━━━ Selection

On 2020/7/2 下午9:56, Josef Bacik wrote:
> On 7/2/20 9:50 AM, Qu Wenruo wrote:
>>
>>
>> On 2020/7/2 下午9:40, Josef Bacik wrote:
>>> On 7/1/20 8:14 PM, Qu Wenruo wrote:
>>>> [PROBLEM]
>>>> Before this patch, when btrfs_qgroup_reserve_data() fails, we free all
>>>> reserved space of the changeset.
>>>>
>>>> This means the following call is not possible:
>>>> ret = btrfs_qgroup_reserve_data();
>>>> if (ret == -EDQUOT) {
>>>> /* Do something to free some qgroup space */
>>>> ret = btrfs_qgroup_reserve_data();
>>>> }
>>>>
>>>> As if the first btrfs_qgroup_reserve_data() fails, it will free all
>>>> reserved qgroup space, so the next btrfs_qgroup_reserve_data() will
>>>> always success, and can go beyond qgroup limit.
>>>>
>>>> [CAUSE]
>>>> This is mostly due to the fact that we don't have a good way to revert
>>>> changeset modification accurately.
>>>>
>>>> Currently the changeset infrastructure is implemented using ulist,
>>>> which
>>>> can only store two u64 values, used as start and length for each
>>>> changed
>>>> extent range.
>>>>
>>>> So we can't record which changed extent is modified in last
>>>> modification, thus unable to revert to previous status.
>>>>
>>>> [FIX]
>>>> This patch will re-implement using pure rbtree, adding a new member,
>>>> changed_extent::seq, so we can remove changed extents which is
>>>> modified in previous modification.
>>>>
>>>> This allows us to implement qgroup_revert(), which allow btrfs to
>>>> revert
>>>> its modification to the io_tree.
>>>>
>>>
>>> I'm having a hard time groking what's going on here. These changesets
>>> are limited to a [start, end] range correct?
>>
>> Yes, but we may be only responsible for part of the changeset.

━━━━━━
━━━ Material

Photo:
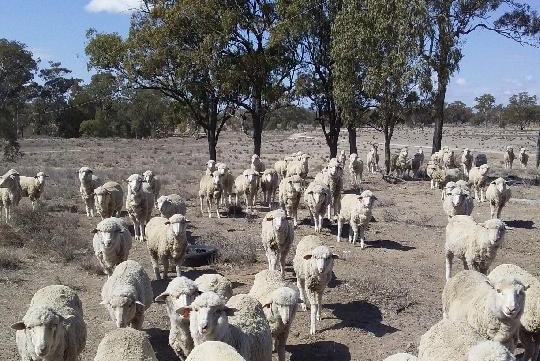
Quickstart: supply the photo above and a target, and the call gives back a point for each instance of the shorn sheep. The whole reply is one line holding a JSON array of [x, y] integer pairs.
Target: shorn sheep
[[139, 204], [476, 244], [529, 332], [498, 194], [277, 236], [280, 303], [313, 263], [493, 310], [180, 292], [53, 327], [109, 199], [125, 344], [127, 294], [32, 187], [241, 323], [167, 242], [112, 243], [357, 210], [89, 182]]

━━━━━━

**Actions to take:**
**A)** In the patch discussion, what two things does each pair of u64 values in the ulist record for a changed extent range?
**B)** Write out the stretch of the patch discussion from "On 2020/7/2 下午9:56, Josef" through "space of the changeset.", replacing "changeset" with "change set" throughout.

**Per-task answers:**
**A)** The start and the length of the changed extent range.

**B)**
On 2020/7/2 下午9:56, Josef Bacik wrote:
> On 7/2/20 9:50 AM, Qu Wenruo wrote:
>>
>>
>> On 2020/7/2 下午9:40, Josef Bacik wrote:
>>> On 7/1/20 8:14 PM, Qu Wenruo wrote:
>>>> [PROBLEM]
>>>> Before this patch, when btrfs_qgroup_reserve_data() fails, we free all
>>>> reserved space of the change set.